Edit the lines from the first one through the line with "[380,173,426,274]", replacing "flowering shrub" with "blooming shrub" and leaving everything else unchanged.

——————————

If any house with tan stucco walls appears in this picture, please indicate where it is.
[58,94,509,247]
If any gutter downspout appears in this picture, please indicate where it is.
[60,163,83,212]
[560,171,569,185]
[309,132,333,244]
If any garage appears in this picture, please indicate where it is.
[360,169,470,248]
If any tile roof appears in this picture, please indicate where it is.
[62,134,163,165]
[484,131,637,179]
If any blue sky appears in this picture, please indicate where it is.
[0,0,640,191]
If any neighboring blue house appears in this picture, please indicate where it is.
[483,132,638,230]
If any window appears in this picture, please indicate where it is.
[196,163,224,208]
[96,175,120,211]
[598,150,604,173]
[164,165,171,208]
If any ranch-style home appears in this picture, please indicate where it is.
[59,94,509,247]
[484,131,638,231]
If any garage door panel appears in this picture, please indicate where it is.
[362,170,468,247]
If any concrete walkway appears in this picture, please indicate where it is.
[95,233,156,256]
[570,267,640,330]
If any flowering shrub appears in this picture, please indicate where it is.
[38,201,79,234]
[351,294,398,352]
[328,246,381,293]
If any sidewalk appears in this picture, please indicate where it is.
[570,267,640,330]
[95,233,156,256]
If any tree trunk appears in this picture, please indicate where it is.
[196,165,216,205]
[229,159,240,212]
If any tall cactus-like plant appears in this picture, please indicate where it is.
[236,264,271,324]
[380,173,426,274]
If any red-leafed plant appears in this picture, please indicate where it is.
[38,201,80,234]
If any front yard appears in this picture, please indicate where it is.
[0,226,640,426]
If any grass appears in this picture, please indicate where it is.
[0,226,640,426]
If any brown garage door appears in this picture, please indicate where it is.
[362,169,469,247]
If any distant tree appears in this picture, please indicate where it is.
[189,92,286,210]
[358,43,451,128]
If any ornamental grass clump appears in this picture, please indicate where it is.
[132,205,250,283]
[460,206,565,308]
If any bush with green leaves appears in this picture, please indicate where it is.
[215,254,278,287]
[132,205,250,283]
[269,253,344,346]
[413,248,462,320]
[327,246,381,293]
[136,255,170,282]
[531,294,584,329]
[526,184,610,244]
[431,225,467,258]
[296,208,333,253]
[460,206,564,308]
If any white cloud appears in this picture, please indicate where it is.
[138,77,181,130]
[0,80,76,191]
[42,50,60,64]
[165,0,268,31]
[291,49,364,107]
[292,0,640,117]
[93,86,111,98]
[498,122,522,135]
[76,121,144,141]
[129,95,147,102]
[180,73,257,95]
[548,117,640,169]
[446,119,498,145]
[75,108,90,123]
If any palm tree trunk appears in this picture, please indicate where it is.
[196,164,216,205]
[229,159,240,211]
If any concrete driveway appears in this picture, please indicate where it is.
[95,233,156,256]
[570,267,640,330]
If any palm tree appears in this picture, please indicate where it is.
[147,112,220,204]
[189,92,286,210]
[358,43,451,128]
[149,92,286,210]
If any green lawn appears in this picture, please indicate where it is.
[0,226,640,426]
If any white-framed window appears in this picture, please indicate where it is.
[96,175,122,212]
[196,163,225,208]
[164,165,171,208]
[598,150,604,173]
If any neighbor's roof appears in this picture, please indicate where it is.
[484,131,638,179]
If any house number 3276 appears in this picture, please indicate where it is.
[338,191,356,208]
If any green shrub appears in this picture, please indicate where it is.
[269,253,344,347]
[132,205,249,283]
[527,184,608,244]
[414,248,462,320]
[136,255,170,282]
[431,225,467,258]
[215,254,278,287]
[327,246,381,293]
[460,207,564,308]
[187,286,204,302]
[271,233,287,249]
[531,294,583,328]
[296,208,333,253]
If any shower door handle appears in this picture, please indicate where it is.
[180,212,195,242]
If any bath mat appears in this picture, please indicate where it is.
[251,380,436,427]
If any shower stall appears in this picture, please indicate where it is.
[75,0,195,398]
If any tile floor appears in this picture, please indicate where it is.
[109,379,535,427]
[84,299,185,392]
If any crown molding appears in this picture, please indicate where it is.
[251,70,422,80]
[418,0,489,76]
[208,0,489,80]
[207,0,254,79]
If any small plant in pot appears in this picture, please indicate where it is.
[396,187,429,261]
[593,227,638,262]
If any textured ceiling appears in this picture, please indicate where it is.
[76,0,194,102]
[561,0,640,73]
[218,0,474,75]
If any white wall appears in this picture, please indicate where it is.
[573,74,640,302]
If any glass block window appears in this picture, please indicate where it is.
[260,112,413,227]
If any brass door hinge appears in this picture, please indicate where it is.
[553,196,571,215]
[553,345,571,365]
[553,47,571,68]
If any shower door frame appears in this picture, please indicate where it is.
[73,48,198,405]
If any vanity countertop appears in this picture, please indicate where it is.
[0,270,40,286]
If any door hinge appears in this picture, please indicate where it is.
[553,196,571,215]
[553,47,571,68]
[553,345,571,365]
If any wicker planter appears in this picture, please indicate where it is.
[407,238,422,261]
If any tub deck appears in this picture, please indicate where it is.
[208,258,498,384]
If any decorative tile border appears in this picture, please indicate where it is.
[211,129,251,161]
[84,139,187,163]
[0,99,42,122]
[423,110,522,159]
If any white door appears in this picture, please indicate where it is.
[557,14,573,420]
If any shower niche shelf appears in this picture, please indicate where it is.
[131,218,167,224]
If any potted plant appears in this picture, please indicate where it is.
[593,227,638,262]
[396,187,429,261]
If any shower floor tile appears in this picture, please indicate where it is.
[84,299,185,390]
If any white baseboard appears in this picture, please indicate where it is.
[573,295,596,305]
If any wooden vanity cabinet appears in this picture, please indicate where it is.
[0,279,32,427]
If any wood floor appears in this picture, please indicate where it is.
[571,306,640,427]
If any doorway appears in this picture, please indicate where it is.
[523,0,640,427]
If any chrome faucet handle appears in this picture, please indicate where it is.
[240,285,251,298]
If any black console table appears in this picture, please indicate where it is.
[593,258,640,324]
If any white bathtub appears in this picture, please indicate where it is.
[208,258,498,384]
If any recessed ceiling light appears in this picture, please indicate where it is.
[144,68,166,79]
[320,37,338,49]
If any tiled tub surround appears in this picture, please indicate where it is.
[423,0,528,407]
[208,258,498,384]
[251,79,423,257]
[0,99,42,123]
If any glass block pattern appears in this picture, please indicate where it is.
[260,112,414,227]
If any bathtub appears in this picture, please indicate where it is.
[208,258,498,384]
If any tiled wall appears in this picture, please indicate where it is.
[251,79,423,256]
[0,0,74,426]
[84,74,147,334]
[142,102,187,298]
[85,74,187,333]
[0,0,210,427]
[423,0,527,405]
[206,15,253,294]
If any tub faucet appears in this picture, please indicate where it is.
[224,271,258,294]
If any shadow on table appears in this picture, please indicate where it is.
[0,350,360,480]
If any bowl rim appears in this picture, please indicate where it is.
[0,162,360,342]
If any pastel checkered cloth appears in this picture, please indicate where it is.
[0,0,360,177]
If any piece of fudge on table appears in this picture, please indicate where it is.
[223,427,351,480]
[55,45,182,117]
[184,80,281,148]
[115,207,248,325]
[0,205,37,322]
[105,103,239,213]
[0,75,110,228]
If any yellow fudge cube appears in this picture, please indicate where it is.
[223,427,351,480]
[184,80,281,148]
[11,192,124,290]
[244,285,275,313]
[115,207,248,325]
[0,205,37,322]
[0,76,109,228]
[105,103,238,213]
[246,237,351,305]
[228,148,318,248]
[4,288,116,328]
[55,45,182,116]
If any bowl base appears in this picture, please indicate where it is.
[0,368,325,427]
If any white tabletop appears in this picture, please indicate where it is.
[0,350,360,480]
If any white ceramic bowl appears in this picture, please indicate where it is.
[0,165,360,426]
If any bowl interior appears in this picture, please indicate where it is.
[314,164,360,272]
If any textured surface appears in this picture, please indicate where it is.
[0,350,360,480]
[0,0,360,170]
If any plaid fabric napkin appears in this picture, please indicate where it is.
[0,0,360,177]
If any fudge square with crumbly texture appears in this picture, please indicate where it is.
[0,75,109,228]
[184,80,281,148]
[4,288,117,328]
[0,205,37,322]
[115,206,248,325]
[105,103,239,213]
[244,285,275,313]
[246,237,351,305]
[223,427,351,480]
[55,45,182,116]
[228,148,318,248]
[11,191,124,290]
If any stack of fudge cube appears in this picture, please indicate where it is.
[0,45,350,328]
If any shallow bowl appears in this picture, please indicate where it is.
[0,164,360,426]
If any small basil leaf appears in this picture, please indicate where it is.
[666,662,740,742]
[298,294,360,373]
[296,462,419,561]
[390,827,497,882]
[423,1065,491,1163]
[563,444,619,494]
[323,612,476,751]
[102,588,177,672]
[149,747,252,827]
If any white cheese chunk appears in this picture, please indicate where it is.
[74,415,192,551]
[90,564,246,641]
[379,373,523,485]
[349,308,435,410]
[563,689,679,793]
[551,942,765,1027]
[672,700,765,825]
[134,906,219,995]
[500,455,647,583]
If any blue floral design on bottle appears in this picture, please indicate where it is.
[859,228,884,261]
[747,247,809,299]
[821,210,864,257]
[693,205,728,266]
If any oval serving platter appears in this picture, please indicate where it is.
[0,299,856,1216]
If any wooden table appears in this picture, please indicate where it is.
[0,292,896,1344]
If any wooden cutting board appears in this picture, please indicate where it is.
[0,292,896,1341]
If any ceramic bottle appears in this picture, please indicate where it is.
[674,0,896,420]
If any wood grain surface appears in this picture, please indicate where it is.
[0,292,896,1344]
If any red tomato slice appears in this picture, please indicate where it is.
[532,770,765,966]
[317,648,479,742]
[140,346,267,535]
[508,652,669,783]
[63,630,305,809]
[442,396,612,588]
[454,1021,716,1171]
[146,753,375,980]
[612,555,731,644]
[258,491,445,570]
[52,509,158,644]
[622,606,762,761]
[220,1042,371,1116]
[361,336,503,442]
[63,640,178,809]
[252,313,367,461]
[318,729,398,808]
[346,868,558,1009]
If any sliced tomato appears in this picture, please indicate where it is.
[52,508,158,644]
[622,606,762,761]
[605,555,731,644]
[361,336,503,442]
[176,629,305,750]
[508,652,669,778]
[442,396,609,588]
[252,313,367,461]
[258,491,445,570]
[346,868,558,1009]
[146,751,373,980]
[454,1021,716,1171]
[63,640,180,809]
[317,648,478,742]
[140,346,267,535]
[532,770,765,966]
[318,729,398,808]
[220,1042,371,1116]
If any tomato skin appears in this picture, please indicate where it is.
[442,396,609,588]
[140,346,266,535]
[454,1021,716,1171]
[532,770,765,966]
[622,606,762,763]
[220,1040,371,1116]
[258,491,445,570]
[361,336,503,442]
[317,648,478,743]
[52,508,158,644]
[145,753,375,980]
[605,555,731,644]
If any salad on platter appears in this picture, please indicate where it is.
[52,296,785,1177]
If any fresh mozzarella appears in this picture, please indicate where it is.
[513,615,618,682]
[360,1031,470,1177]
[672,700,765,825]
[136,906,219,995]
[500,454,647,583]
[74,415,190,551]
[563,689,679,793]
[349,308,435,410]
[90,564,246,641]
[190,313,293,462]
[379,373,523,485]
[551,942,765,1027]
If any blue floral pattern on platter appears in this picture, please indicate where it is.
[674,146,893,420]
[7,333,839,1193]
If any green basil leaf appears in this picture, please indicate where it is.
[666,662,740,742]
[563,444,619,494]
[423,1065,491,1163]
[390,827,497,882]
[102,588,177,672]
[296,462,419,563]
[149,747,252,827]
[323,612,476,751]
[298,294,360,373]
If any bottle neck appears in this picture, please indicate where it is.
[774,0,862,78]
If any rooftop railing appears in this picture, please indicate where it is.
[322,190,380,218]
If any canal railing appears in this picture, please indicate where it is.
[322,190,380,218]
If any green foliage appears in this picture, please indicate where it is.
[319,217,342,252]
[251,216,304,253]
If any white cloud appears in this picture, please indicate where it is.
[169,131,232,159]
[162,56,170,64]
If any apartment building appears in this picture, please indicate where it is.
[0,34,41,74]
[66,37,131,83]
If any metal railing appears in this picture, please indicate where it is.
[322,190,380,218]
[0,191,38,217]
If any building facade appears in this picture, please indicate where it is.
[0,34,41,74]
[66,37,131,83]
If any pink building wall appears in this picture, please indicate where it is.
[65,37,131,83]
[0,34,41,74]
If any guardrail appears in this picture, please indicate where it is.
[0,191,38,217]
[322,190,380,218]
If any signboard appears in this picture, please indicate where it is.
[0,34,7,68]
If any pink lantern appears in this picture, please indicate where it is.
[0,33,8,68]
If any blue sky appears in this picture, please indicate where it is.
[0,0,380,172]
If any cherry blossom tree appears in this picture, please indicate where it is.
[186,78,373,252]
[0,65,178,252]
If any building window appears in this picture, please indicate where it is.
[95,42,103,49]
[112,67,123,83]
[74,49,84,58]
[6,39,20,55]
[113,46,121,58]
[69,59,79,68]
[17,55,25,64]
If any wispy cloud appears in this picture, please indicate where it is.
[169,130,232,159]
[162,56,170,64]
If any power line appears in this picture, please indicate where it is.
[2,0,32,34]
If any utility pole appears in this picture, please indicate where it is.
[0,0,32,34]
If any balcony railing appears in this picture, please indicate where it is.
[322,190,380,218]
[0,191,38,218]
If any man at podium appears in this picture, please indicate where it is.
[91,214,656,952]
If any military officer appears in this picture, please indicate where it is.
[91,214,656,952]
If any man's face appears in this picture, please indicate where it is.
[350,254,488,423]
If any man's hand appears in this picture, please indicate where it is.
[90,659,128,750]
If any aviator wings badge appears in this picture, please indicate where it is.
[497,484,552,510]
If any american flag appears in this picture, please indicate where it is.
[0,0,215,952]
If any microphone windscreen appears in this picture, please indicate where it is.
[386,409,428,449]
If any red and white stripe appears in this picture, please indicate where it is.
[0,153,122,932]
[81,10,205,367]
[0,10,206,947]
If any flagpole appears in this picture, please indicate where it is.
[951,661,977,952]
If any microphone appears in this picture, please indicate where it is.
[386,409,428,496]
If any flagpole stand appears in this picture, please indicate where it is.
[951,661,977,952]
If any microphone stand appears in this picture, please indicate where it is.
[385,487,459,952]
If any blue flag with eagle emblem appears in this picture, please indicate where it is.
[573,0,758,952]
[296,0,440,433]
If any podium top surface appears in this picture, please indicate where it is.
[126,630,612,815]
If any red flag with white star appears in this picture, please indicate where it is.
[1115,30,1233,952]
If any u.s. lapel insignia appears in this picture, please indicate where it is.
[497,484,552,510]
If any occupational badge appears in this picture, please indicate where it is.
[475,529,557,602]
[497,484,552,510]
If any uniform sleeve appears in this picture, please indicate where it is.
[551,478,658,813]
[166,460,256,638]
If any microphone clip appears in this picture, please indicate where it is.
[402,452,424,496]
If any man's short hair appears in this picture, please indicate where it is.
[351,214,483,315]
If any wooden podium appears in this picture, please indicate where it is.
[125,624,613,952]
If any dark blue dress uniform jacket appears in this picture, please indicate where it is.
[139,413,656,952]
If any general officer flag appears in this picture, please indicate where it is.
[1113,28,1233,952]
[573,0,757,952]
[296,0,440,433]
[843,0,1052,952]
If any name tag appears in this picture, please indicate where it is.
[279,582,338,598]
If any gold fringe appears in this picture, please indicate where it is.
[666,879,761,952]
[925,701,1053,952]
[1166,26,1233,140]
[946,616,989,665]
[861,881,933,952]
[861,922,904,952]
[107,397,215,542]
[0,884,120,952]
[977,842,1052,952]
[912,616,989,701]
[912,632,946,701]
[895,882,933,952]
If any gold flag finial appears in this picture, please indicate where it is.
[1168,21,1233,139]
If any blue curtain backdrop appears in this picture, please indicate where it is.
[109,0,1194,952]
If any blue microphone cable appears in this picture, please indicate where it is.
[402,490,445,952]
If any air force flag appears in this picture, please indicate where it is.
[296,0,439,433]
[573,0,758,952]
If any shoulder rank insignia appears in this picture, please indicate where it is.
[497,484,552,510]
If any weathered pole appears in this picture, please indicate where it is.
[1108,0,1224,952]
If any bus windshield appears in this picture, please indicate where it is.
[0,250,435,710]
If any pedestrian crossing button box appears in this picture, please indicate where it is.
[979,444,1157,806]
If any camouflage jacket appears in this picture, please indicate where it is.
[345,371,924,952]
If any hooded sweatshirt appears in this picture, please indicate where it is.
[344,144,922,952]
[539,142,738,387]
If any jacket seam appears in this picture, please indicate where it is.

——————————

Written solution
If any house with tan stucco walls appears in this picture, please indicate where it is.
[58,94,509,247]
If any gutter downspout appears in this picture, please indicate where it is.
[60,163,83,212]
[560,171,569,185]
[309,132,333,244]
If any garage appears in this picture, please indicate where it is.
[360,169,470,248]
If any tile roof appears in this picture, please indicate where it is.
[62,134,163,165]
[484,131,637,179]
If any blue sky appears in this picture, please indicate where it is.
[0,0,640,191]
If any neighboring blue house appears in this picture, please indicate where it is.
[483,132,638,230]
If any window appears in this picture, please indicate where it is.
[196,163,224,208]
[96,175,120,211]
[598,150,604,173]
[164,165,171,208]
If any ranch-style home appears in this picture, please indicate where it is.
[59,94,509,247]
[484,131,638,231]
If any garage door panel appears in this picture, please indicate where it is.
[362,170,468,247]
If any concrete walkway appears in this picture, please indicate where it is.
[95,233,156,256]
[570,267,640,330]
If any blooming shrub appears in this picture, please indicate where it is.
[38,201,79,234]
[351,294,398,352]
[328,246,381,293]
If any sidewalk appears in this picture, please indicate where it is.
[570,267,640,330]
[95,233,156,256]
If any tree trunk appears in this picture, please indicate where it is.
[196,165,216,205]
[229,159,240,212]
If any tall cactus-like plant appears in this picture, please indicate where it is.
[236,264,271,324]
[380,173,426,274]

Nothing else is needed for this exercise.